:: DATA LINES
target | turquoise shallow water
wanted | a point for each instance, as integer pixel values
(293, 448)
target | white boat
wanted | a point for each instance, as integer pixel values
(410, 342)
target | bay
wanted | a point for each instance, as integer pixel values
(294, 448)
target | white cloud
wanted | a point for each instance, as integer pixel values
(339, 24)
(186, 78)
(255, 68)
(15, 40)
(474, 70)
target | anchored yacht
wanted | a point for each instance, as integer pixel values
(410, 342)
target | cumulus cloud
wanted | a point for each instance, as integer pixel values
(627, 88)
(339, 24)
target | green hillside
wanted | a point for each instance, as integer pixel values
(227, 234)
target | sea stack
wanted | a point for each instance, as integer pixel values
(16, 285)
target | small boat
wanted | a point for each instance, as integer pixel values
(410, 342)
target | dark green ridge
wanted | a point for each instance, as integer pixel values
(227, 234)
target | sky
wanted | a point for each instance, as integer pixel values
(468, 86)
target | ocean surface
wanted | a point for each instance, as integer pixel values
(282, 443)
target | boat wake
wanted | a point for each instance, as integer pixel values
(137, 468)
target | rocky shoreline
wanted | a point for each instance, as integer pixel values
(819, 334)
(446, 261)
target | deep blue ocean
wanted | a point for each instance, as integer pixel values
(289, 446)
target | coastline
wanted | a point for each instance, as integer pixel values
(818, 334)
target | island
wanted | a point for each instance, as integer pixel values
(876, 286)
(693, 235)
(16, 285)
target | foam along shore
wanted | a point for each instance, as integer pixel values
::::
> **GIVEN EXERCISE**
Reproduce all of the items above, changing every occurrence of "integer pixel values" to "whole-number pixel coordinates" and leaving everything else unaltered.

> **TASK RESULT**
target | turquoise shallow water
wanted | a point for each instance, as whole-number pixel coordinates
(293, 448)
target | white boat
wanted | a point for each instance, as whole-number pixel coordinates
(410, 342)
target | bay
wanted | a point for each instance, as whole-number pixel coordinates
(294, 448)
target | white cloud
wanted | a point for each instance, as whole-number pixel coordinates
(339, 24)
(186, 78)
(255, 68)
(15, 40)
(474, 70)
target | anchored yacht
wanted | a point for each instance, as whole-number pixel coordinates
(410, 342)
target | cumulus cloud
wanted | a point for each instance, as whole-number pixel coordinates
(627, 88)
(339, 24)
target | green hillside
wanted | a point for each instance, as whole-number pixel coordinates
(227, 234)
target | sea stack
wanted | a point for each instance, as whole-number pixel coordinates
(16, 285)
target | small boat
wanted | a point for each instance, as whole-number pixel coordinates
(410, 342)
target | dark green ridge
wanted | a point for each instance, as whole-number pixel coordinates
(227, 234)
target | sky
wanted | a point for each instance, as whole-number pixel coordinates
(468, 86)
target | ocean surface
wanted | a point for each instance, as whole-number pixel coordinates
(282, 443)
target | boat wake
wanted | a point for each instance, as whole-number pixel coordinates
(137, 468)
target | rocky shoreline
wanted | a point for each instance, as whole-number pixel coordinates
(819, 334)
(446, 261)
target | deep blue ocean
wanted | a point for each instance, as whole-number pixel coordinates
(289, 446)
target | coastline
wanted | a point for each instance, as whole-number pixel coordinates
(818, 334)
target | island
wanted | a point for each instance, as whole-number pixel coordinates
(876, 286)
(693, 235)
(16, 285)
target | foam along shore
wanted | a point for each instance, as whole-number pixel coordinates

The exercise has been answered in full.